__Text__:
** Begin **

Love Brought Me Back is the fifth album by D. J. Rogers, released in 1978. It was recorded at Bolic Sound and Total Experience Recording Studio. This would be D. J. Rogers first Columbia Records album.

Overview
The album peaked at #54 on the Billboard Top Soul Albums chart. The singles "Love Brought Me Back" and "All My Love" charted on the Billboard R&B chart, reaching #20 and #87 respectively.

Critical reception

With a four out of five stars rating Will Smith of the Omaha World Herald wrote "A note bending, gospel based direction akin to Stevie Wonder's is the product of singer D.J. Rogers. The uplifting nature of Rogers' tunes, lyrics and arrangements makes "Love Brought Me Back" (Columbia JC 35393) special."  Sam Caputo of the Courier News found that " I haven't heard a more solid album of soul music in a long time. D.J. Rogers has been making albums for years but has not garnered the all-encompassing fame of Stevie Wonder, whose music his resembles. Rogers is completely responsible for the resemblance (although he may not be aware of it) as he sang, composed, arranged, produced, conducted and played keyboard for the entire album." Caputo added "The album is great for dancing and Rogers writes lyrics which are slightly better than Stevie's." Elton Alexander of the Dayton Daily News said "Not bad stuff. Produced, written, arranged and conducted by Mr. Rogers, this platter will do well in any record collection. A lot of brass and hard-driving soul, especially in the title tune. This man has some talent and displays it well."

** End **

__Tasks to complete__:
**1.** According to the text on the album Love Brought Me Back, what peak position did the album reach on the Billboard Top Soul Albums chart?
**2.** Reproduce verbatim the portion of the text on the album Love Brought Me Back that lies between "Love Brought Me Back is" and "and #87 respectively.", inclusive.

__Provided records__:

** Begin **

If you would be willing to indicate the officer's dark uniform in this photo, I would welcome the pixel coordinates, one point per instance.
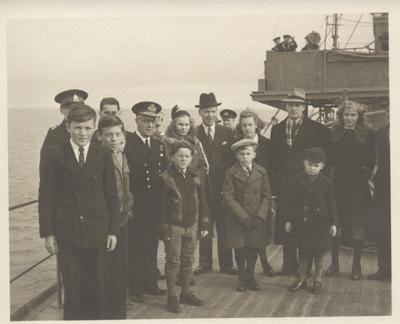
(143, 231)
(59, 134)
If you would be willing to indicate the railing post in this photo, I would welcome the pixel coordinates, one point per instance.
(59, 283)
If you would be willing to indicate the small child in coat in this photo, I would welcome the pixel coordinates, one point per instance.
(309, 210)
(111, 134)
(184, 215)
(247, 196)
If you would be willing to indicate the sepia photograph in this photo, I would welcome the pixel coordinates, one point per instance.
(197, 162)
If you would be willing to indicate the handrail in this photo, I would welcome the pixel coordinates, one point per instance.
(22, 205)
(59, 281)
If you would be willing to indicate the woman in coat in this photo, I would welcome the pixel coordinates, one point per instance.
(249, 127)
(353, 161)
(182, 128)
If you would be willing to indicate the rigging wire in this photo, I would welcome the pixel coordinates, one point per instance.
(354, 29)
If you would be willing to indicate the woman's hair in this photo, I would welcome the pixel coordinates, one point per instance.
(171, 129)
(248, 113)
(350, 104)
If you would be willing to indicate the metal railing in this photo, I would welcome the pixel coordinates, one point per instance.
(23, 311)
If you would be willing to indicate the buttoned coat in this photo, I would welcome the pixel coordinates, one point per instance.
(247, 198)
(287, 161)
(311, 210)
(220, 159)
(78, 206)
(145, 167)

** End **
** Begin **

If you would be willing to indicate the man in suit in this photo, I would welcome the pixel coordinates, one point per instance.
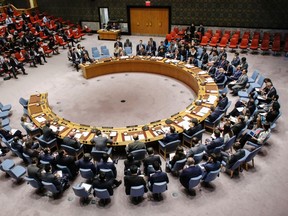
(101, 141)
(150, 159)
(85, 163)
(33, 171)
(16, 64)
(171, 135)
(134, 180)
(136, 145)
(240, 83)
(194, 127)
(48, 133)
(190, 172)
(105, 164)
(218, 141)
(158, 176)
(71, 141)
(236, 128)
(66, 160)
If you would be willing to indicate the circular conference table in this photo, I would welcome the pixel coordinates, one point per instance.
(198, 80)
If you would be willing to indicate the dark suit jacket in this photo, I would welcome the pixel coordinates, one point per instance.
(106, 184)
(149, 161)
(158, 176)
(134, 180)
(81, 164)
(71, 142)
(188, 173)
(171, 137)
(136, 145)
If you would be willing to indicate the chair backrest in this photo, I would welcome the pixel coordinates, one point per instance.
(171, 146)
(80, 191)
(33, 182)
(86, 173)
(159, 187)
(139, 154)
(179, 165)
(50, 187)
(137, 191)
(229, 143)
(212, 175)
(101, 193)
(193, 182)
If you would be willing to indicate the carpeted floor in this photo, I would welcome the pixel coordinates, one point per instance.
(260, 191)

** End **

__Solutions__:
**1.** It peaked at #54.

**2.**
Love Brought Me Back is the fifth album by D. J. Rogers, released in 1978. It was recorded at Bolic Sound and Total Experience Recording Studio. This would be D. J. Rogers first Columbia Records album.

Overview
The album peaked at #54 on the Billboard Top Soul Albums chart. The singles "Love Brought Me Back" and "All My Love" charted on the Billboard R&B chart, reaching #20 and #87 respectively.